◆ EXERCISE AIM
Your output should contain every record, unchanged.

◆ EXERCISE MATERIALS
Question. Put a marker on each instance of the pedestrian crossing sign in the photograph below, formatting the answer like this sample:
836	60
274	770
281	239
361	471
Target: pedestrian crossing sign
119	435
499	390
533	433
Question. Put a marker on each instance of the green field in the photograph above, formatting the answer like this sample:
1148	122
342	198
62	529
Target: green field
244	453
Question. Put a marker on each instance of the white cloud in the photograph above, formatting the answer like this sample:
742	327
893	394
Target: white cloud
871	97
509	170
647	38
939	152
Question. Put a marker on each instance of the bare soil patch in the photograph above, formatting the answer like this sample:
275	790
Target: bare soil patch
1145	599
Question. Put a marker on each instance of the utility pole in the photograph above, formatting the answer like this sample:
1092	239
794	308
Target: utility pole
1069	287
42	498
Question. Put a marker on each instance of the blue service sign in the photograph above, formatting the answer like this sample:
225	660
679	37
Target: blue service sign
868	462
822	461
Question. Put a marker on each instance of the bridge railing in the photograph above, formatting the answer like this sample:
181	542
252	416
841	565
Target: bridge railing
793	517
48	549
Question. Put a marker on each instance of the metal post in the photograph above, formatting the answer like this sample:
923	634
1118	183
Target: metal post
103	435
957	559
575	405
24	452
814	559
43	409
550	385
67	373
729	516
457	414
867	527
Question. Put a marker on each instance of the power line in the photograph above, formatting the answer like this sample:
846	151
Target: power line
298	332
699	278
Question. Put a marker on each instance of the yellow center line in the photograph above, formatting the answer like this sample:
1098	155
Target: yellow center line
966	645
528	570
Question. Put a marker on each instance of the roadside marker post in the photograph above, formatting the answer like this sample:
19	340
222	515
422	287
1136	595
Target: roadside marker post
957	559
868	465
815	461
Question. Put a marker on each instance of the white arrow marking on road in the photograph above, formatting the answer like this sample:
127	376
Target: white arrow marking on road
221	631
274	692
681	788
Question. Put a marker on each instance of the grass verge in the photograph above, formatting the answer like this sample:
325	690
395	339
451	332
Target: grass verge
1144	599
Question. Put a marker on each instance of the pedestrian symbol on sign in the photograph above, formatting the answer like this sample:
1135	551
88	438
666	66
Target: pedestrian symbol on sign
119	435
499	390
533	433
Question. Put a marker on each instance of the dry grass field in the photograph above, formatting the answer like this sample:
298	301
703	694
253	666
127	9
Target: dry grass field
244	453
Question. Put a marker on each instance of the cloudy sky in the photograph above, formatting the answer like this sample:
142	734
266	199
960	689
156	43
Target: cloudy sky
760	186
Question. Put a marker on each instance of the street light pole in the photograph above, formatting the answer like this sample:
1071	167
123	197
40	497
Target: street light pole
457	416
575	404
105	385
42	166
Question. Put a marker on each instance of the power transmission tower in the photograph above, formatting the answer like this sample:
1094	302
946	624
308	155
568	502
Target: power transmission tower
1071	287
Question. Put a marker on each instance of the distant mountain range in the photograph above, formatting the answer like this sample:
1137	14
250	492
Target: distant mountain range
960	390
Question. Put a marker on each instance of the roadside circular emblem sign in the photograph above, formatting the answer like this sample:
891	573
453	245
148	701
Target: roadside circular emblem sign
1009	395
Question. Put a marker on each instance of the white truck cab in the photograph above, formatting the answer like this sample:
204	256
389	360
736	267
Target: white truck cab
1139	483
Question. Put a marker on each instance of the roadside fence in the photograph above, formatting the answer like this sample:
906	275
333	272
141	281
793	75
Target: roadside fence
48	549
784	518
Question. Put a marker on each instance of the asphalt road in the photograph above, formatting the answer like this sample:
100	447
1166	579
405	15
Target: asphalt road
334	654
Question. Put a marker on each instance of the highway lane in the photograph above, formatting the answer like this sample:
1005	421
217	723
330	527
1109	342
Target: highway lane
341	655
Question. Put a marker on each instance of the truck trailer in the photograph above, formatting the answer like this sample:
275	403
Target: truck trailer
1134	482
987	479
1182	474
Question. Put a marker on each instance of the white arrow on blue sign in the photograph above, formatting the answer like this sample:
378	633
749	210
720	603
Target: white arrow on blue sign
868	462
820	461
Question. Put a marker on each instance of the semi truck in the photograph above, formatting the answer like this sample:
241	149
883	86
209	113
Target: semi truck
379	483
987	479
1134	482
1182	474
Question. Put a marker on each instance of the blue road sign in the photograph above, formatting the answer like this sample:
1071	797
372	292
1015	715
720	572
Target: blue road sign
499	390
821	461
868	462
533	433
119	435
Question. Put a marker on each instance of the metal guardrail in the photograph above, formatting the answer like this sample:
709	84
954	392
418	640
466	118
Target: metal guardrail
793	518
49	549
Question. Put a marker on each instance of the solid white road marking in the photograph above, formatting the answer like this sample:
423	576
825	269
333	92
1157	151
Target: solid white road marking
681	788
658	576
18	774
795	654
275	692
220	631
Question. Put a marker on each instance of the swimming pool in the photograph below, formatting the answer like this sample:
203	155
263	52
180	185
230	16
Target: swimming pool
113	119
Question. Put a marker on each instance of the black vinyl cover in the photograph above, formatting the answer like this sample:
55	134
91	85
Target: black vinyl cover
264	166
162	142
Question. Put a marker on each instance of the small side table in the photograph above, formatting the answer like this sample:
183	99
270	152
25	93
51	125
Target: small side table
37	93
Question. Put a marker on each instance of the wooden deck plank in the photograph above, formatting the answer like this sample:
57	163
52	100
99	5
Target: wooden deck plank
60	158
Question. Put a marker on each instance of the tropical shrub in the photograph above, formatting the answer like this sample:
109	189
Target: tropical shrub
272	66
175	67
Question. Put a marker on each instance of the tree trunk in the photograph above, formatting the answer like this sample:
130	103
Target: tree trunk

◆ ANSWER BELOW
Question. Put a marker on each instance of the pedestrian crossing sign in the photograph below, formatting the answer like this sample:
836	60
274	770
281	239
361	471
Target: pedestrian crossing sign
119	435
499	390
533	433
Question. Put a marker on each instance of the green field in the photograph above, formatting the answer like this sample:
1148	122
342	198
62	529
Target: green field
244	453
Question. Put a marker on each instance of the white cloud in the photograph above, formatting the answer like this sample:
742	327
893	394
Target: white cloud
871	97
509	170
647	38
939	152
Question. Put a marker on each instance of the bare soil patch in the photograph above, formatting the answer like this sample:
275	790
Target: bare soil patch
1145	599
Question. Put a marker on each instance of the utility pole in the photograph above, formatting the answer like this sample:
1092	239
794	308
Target: utility pole
1069	287
42	498
Question. Put a marker on each instance of the blue service sign in the photograph above, formatting the answer like this sample:
225	660
679	37
Target: blue service sign
868	462
822	461
Question. Put a marker on each instance of the bridge railing in the photograph above, formatting the answer like this sample:
181	542
252	416
841	565
Target: bridge railing
793	517
48	549
Question. Put a marker on each instance of the metal post in the photograph above, formatting the answer like this sample:
923	634
1118	183
Target: metal post
103	435
957	559
575	405
24	452
814	559
43	409
550	385
67	373
729	516
457	414
867	527
Question. Put a marker on each instance of the power line in the photograph above, formatting the answer like this sample:
846	151
Target: power line
298	332
699	278
Question. Put a marker on each instance of the yellow center line in the photograph above, formatting the answer like this sample:
1098	155
Target: yellow center line
966	645
528	570
Question. Put a marker on each instance of the roadside marker post in the photograph above, formatting the answer like this sample:
19	340
222	515
422	287
1136	595
Target: roadside marker post
957	559
868	465
815	461
Question. Put a marker on each instance of the white arrow marking on road in the photograph above, formatting the answer like this sample:
127	376
Target: white arrow marking on road
221	631
274	692
681	788
Question. Put a marker on each instance of the grass verge in the photograph above, formatting the answer like this sample:
325	690
395	339
451	332
Target: grass verge
1144	599
Question. Put a marker on each instance of the pedestrian symbol on sign in the photograph above, formatting the answer like this sample:
1135	551
88	438
666	66
Target: pedestrian symbol on sign
119	435
499	390
533	433
Question. Put a marker on each instance of the dry grass field in the photograph above, formatting the answer like this sample:
298	301
703	694
253	666
127	9
Target: dry grass field
244	453
Question. Put a marker on each instance of the cloudy sky in the photograph above, formatting the answer like this sample:
142	734
266	199
960	689
156	43
Target: cloudy sky
760	186
Question. Put a marker on each instance of the street light pole in the photograph above, formatting the answer like this sample:
1071	167
123	197
40	497
Target: street light pole
457	416
575	404
105	385
42	166
Question. Put a marker on each instance of the power transmission tower in the photograph above, formatting the answer like this sample:
1094	302
946	624
308	155
568	502
Target: power transmission tower
1071	287
Question. Put a marker on each instance of the distant mountain range in the photograph above, formatting the answer like this sample:
1137	14
250	492
Target: distant mountain range
960	390
Question. Put a marker on each instance of the roadside circular emblem sign in the photograph above, formatting the answer like this sample:
891	573
453	245
148	701
Target: roadside circular emblem sign
1009	395
Question. Put a marker on each instance of the white truck cab in the photograph above, formatting the answer like this sample:
204	256
389	360
736	267
Target: white truck cab
1139	483
Question. Put a marker on each instance of the roadside fence in the photograph above, formatting the answer like this sample:
906	275
333	272
141	281
793	75
Target: roadside fence
48	549
784	518
Question. Put a marker on each instance of the asphalt road in the photograph above, formatting the answer like this sample:
100	447
1166	579
405	15
Target: asphalt road
334	654
Question. Put a marker on each instance of the highway lane in the photograph above, formatting the answer like this sample:
1005	421
217	723
330	527
1109	342
Target: highway lane
341	655
Question. Put a marker on each instance of the truck trailer in the photograph above, formatting the answer like this sample:
275	403
Target: truck trailer
1134	482
987	479
1182	474
Question. Put a marker on each instance of the white arrow on blue sign in the photograph above, formatting the answer like this sample:
378	633
749	210
720	603
Target: white arrow on blue sign
868	462
820	461
Question. Put a marker on each instance of the semi truck in the photograph above, formatting the answer like this sample:
241	149
883	86
209	113
Target: semi truck
379	483
987	479
1134	482
1182	474
Question. Put a marker on each instance of the blue road sign in the photograph above, formatting the answer like this sample:
1071	797
372	292
1015	715
720	572
Target: blue road sign
499	390
821	461
868	462
533	433
119	435
Question. Put a marker on each instance of the metal guardrail in the photograph above, formatting the answer like this sample:
709	84
954	392
418	640
466	118
Target: metal guardrail
793	518
49	549
Question. Put a marker on each instance of the solid white road marking in the photograph above, formatting the answer like this sample:
423	576
825	269
333	92
1157	151
Target: solid white road marking
681	788
658	576
18	774
795	654
275	692
220	631
Question. Put a marker on each instance of the swimming pool in the photograph below, formatting the answer like this sample:
203	155
263	52
180	185
230	16
Target: swimming pool
113	119
Question. Put a marker on each instance of the black vinyl cover in the photograph above, formatting the answer like this sample:
55	134
91	85
Target: black vinyl cover
264	166
162	142
Question. Put a marker on each instance of the small side table in the photograph above, formatting the answer like this sample:
183	99
270	152
25	93
51	125
Target: small side table
37	93
Question. Put a marker on each instance of the wooden deck plank in the photograph above, formatting the answer like this sample:
57	163
52	100
99	5
Target: wooden deck plank
60	158
Question. Put a marker on each instance of the tropical shrub in the photograph above, formatting the answer like this sample:
109	189
Target: tropical shrub
272	66
175	67
Question. Put a marker on each instance of the tree trunk in the photograph above, formatting the answer like this sample:
130	103
Target: tree trunk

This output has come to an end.